### WHAT YOU HAVE TO DO
Copy each of the following records word for word, keeping every line as it appears.

━━ SUPPLIED MATERIAL

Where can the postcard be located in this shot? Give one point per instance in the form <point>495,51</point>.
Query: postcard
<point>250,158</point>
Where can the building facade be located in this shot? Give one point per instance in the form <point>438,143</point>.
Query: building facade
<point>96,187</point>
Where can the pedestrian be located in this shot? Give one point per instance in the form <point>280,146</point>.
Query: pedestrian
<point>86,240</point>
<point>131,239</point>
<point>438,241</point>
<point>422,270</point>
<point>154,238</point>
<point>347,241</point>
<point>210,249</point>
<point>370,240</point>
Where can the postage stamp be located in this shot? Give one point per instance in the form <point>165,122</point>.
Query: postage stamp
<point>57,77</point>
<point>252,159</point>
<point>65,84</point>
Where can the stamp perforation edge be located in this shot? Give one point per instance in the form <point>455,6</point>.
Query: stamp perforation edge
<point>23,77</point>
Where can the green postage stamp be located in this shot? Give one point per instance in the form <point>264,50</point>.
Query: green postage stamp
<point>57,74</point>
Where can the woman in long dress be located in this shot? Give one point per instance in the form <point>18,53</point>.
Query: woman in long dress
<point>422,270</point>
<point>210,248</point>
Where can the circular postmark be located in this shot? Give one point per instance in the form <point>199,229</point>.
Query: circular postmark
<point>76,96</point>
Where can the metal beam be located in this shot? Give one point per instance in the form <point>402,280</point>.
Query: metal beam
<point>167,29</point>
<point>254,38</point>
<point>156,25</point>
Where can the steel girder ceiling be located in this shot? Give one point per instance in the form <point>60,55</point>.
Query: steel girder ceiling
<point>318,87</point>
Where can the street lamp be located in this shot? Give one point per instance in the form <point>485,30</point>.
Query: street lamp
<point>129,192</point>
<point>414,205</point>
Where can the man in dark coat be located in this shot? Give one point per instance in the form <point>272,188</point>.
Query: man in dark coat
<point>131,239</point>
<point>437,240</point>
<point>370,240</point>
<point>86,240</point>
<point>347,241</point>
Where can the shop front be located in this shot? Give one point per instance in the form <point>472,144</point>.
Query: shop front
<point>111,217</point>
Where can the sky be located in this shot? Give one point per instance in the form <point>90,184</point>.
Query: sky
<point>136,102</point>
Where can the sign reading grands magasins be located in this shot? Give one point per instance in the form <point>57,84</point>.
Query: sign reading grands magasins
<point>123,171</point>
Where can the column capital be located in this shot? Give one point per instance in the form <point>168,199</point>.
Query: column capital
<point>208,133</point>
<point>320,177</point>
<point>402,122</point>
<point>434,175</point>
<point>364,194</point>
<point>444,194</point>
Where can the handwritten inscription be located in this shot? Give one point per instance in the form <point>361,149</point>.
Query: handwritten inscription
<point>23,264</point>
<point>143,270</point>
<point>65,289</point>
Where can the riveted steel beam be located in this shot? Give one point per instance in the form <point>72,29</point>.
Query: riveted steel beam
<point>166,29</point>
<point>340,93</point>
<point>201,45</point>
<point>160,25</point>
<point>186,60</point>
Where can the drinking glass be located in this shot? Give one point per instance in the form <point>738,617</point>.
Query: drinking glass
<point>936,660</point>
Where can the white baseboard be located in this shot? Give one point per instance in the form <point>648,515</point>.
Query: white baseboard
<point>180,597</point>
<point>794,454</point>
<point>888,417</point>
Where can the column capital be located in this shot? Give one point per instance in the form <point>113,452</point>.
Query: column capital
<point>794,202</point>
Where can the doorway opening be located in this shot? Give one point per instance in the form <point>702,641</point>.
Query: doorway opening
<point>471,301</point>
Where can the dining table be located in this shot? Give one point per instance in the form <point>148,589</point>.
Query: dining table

━━━━

### RESPONSE TO THE EXERCISE
Where can the postcard be located in this shot? Give one point per instance in the form <point>495,51</point>.
Query: postcard
<point>250,158</point>
Where can the building facade be located in this shot? Give one point per instance in the form <point>438,143</point>.
Query: building facade
<point>96,187</point>
Where can the pedestrian be located in this shot? Give one point per instance in the form <point>280,146</point>.
Query: pedestrian
<point>86,240</point>
<point>131,239</point>
<point>438,241</point>
<point>422,270</point>
<point>154,238</point>
<point>347,241</point>
<point>210,249</point>
<point>370,240</point>
Where can the postage stamp be located in this shot? Give one point per instance in the form <point>165,122</point>.
Query: postage stamp
<point>57,77</point>
<point>252,159</point>
<point>65,84</point>
Where can the stamp perforation edge be located in this shot? Give one point per instance in the form <point>455,6</point>.
Query: stamp perforation edge
<point>23,77</point>
Where can the green postage stamp be located in this shot? Give one point per instance in the form <point>264,50</point>.
Query: green postage stamp
<point>57,74</point>
Where can the woman in long dress be located in this shot? Give one point per instance in the form <point>18,53</point>.
Query: woman in long dress
<point>422,270</point>
<point>210,248</point>
Where can the circular postmark be located in this shot? Give one point per instance in the form <point>199,229</point>.
Query: circular postmark
<point>76,96</point>
Where can the metal beam be located in this shot? Give one point per instance in the form <point>402,280</point>.
Query: metal beam
<point>167,29</point>
<point>254,38</point>
<point>156,25</point>
Where can the steel girder ceiling be located in this shot? Give one point per instance in the form <point>60,55</point>.
Query: steel girder ceiling
<point>318,87</point>
Where can the street lamp be located in this shot? Give one point per instance in the form <point>485,30</point>.
Query: street lamp
<point>129,192</point>
<point>414,205</point>
Where can the man in dark coat be located in this shot? Give one point per instance in the form <point>272,188</point>.
Query: man in dark coat
<point>131,239</point>
<point>437,240</point>
<point>370,240</point>
<point>86,240</point>
<point>347,241</point>
Where can the shop front be located in this shot? Give one point per instance in the form <point>472,144</point>.
Query: shop front
<point>111,217</point>
Where can the sky be located in this shot? Give one point per instance in the form <point>90,184</point>.
Query: sky
<point>136,102</point>
Where can the sign reading grands magasins be located in this shot? Give one point per instance in the form <point>57,84</point>.
Query: sign reading grands magasins
<point>123,171</point>
Where can the column capital be located in this shot? Give one point per instance in the form <point>168,199</point>.
Query: column capital
<point>208,133</point>
<point>320,177</point>
<point>402,122</point>
<point>434,175</point>
<point>364,194</point>
<point>444,194</point>
Where can the handwritten inscription be located in this shot? Give one point per instance in the form <point>361,149</point>.
Query: handwritten inscription
<point>23,264</point>
<point>143,270</point>
<point>65,289</point>
Where can the riveted steel beam be located in this shot? Give one point per instance in the form <point>72,29</point>.
Query: riveted steel beam
<point>166,29</point>
<point>340,93</point>
<point>201,45</point>
<point>160,25</point>
<point>186,60</point>
Where can the drinking glass be located in this shot? Give one point per instance in the form <point>738,617</point>.
Query: drinking glass
<point>936,660</point>
Where can the white baseboard be located in this shot? Give one point per instance in the form <point>648,515</point>.
Query: white baseboard
<point>180,597</point>
<point>794,454</point>
<point>888,417</point>
Where can the column capital be located in this shot? Give one point per instance in the form <point>113,452</point>.
Query: column capital
<point>794,202</point>
Where can the doorway opening be located in this shot? Give one point per instance in the form <point>702,641</point>.
Query: doorway opening
<point>471,301</point>
Where can the dining table be located in this shot? Give one point per instance in the form <point>148,589</point>.
Query: dining table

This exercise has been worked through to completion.